* **STATED GOAL**
Every line from the one with "For the mapping pass, tag each instance of the small white" to the end of the data needs to be copied exactly, and no line before it.

* **SOURCE RECORDS**
** begin **

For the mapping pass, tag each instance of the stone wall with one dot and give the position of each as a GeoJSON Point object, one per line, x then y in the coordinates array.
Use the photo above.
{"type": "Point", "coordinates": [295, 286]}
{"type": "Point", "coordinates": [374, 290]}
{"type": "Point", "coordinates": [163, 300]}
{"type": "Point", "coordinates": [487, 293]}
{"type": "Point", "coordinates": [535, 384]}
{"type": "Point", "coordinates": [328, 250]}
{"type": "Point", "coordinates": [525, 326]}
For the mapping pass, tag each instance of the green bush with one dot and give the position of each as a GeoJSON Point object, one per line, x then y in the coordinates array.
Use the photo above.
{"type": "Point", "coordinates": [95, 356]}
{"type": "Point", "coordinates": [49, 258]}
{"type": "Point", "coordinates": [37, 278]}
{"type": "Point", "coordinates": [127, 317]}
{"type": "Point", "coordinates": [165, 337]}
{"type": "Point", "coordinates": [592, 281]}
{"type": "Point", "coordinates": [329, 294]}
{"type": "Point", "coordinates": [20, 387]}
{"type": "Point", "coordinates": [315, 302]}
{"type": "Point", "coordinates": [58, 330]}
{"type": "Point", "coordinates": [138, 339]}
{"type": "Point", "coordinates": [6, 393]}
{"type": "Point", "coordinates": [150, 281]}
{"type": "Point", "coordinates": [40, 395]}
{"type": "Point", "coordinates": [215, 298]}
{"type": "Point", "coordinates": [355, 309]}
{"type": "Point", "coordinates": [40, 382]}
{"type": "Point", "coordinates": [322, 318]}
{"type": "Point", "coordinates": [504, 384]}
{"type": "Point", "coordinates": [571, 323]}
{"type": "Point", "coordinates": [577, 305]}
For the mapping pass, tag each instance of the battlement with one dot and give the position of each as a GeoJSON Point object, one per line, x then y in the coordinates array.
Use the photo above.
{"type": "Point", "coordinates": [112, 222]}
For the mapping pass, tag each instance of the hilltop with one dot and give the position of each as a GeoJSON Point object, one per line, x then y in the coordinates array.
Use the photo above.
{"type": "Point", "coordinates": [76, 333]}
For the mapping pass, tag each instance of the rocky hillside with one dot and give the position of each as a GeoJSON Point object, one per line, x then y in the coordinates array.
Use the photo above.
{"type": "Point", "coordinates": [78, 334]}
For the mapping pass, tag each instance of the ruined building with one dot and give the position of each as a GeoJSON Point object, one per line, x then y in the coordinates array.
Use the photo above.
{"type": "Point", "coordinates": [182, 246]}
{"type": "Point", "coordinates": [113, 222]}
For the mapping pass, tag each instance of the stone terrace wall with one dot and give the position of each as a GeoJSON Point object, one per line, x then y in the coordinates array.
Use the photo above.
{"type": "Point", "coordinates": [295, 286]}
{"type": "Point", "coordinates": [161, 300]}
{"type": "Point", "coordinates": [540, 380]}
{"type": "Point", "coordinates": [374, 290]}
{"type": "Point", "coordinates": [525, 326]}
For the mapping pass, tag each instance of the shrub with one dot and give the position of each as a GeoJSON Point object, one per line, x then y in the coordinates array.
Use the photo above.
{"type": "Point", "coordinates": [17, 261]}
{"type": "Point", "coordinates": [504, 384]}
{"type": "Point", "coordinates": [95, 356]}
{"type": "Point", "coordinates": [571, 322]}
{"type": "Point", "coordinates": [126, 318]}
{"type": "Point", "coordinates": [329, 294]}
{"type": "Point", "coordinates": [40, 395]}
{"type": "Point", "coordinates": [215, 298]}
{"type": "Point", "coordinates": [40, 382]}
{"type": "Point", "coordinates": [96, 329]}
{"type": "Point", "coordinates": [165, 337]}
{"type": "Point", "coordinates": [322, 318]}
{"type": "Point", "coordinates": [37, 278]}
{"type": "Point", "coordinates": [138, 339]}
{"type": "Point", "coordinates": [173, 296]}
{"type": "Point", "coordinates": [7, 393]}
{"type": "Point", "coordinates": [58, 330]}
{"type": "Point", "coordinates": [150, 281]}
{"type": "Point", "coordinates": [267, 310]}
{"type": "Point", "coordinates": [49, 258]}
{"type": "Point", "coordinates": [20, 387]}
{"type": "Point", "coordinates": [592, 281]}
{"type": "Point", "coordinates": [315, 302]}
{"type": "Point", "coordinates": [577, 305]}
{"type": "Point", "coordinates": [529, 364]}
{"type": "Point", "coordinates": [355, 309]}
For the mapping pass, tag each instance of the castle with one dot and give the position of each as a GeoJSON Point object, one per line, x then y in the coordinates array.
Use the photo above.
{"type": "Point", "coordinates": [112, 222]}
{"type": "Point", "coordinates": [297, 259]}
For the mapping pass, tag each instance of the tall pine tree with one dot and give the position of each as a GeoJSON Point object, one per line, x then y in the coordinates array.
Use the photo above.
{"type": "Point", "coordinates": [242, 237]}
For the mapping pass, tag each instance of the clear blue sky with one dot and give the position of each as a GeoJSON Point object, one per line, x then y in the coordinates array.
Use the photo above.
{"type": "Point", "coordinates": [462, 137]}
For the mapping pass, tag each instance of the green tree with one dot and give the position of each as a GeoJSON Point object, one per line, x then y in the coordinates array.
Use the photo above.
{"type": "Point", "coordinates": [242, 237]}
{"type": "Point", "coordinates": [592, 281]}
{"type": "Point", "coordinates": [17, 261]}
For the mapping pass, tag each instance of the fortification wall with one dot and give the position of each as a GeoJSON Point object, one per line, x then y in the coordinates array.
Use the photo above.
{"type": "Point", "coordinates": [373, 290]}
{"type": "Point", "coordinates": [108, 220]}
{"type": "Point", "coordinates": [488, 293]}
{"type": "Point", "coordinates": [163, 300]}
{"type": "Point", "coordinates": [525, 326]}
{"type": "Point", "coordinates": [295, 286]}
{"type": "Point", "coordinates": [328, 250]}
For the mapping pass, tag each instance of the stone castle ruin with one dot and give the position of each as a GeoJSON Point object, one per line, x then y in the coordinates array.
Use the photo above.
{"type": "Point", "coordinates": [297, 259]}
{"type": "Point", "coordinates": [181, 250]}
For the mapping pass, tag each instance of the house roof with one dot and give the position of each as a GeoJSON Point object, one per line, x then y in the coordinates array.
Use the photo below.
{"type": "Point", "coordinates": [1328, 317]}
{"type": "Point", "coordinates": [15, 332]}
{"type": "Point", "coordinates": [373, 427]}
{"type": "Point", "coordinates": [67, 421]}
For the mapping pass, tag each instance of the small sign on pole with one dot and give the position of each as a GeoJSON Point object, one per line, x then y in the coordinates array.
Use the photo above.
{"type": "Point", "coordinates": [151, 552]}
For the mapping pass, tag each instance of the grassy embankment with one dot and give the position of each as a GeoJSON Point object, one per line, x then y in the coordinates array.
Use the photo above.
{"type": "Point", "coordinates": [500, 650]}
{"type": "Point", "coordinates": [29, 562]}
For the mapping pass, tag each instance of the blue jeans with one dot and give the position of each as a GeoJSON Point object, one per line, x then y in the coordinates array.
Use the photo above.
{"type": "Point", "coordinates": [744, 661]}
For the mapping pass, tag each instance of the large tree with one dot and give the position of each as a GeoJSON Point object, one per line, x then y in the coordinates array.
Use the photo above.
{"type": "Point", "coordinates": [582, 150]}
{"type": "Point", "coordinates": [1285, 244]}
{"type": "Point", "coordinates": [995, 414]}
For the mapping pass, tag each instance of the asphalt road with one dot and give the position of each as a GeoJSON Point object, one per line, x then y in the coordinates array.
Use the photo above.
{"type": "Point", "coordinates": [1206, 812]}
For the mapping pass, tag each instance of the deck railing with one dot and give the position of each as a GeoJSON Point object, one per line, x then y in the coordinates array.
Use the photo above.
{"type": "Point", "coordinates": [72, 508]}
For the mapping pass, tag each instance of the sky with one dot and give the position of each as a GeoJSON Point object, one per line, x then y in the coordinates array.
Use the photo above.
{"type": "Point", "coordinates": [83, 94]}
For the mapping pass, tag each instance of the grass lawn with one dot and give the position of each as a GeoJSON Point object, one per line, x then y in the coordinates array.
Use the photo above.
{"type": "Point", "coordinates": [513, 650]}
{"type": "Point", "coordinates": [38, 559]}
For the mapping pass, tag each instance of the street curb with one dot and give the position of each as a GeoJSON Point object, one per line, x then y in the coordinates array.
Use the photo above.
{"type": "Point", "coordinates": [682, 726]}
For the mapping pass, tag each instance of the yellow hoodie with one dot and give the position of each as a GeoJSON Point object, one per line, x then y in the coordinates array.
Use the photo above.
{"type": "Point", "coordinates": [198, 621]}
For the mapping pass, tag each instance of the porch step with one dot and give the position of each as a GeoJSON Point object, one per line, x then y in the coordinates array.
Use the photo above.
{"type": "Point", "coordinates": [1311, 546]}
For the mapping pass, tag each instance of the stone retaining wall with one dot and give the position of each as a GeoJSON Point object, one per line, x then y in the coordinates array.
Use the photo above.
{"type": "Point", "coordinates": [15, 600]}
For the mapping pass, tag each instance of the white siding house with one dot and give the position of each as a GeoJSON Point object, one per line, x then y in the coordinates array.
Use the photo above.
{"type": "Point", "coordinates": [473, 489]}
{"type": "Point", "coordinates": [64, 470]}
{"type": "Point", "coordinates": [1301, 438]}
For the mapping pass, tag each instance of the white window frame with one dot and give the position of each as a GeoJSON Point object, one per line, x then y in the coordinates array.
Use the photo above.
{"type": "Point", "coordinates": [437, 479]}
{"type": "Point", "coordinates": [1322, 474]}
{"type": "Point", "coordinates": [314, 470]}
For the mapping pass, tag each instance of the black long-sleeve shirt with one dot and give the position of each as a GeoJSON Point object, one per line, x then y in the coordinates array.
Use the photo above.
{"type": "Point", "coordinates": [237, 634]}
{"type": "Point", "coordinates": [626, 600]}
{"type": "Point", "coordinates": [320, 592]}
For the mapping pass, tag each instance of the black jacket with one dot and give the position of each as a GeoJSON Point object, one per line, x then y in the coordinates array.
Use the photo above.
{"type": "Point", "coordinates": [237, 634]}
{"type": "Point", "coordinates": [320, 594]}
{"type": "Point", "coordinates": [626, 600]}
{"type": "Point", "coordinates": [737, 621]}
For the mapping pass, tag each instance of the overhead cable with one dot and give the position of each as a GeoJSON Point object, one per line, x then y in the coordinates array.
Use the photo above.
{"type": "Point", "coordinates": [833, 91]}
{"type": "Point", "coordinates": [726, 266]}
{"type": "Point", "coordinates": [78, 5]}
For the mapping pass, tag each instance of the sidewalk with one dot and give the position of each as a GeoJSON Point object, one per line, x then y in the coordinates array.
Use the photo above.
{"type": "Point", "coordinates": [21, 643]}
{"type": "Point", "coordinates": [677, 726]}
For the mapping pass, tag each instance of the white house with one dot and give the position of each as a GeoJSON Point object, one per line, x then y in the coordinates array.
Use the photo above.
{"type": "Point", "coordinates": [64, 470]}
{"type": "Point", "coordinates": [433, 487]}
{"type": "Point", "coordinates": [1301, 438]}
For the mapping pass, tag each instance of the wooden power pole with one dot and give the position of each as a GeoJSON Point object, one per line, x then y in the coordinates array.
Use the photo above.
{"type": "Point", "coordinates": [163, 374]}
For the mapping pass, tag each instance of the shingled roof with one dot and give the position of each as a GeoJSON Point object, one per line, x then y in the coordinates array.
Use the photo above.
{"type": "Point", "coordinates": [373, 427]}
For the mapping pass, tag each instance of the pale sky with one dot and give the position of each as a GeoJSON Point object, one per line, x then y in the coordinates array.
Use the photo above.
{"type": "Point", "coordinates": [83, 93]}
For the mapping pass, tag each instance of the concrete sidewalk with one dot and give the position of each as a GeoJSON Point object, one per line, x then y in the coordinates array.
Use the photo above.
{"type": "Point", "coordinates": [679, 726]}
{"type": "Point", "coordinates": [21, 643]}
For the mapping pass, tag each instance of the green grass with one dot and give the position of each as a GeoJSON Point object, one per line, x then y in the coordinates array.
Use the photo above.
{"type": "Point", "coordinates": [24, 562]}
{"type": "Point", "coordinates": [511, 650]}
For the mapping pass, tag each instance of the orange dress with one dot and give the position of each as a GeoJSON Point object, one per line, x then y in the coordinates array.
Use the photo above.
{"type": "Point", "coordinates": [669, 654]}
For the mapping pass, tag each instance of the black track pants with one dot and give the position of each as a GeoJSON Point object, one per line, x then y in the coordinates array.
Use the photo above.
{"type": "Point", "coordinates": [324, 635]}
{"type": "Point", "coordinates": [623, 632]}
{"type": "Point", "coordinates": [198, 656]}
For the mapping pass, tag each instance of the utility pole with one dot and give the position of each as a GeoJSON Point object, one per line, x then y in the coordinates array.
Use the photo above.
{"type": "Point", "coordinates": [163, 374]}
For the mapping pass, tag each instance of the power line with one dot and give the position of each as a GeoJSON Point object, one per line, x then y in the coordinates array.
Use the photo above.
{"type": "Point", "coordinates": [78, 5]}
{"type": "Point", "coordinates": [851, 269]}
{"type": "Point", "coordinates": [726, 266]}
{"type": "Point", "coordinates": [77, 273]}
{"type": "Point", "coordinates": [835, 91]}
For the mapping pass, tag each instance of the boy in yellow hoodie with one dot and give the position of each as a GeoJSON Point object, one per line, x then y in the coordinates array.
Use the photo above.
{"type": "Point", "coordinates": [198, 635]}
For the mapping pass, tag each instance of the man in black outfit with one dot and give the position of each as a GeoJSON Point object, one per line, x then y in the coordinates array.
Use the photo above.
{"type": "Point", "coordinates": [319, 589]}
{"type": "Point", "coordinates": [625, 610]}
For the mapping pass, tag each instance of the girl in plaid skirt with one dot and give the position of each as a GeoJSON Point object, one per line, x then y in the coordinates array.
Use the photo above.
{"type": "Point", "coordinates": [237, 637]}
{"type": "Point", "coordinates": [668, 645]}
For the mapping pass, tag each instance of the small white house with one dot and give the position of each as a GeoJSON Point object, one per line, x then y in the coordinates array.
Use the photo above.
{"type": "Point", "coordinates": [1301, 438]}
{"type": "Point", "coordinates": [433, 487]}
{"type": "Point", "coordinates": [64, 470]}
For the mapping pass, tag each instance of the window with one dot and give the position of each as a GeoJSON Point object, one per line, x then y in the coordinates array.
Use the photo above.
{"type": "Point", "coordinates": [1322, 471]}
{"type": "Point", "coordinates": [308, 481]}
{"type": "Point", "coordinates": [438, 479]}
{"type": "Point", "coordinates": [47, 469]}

** end **

* **EXERCISE ANSWER**
For the mapping pass, tag each instance of the small white house with one dot and give the position of each as a GeoJSON Point object, one per line, x then y in the coordinates array.
Use the photo above.
{"type": "Point", "coordinates": [1301, 438]}
{"type": "Point", "coordinates": [433, 487]}
{"type": "Point", "coordinates": [64, 470]}
For the mapping pass, tag each instance of the window with one dot and give the position of each as a GeoJSON Point object, one per line, x then y in the coordinates array.
Use the photo above.
{"type": "Point", "coordinates": [1322, 471]}
{"type": "Point", "coordinates": [308, 481]}
{"type": "Point", "coordinates": [438, 479]}
{"type": "Point", "coordinates": [47, 469]}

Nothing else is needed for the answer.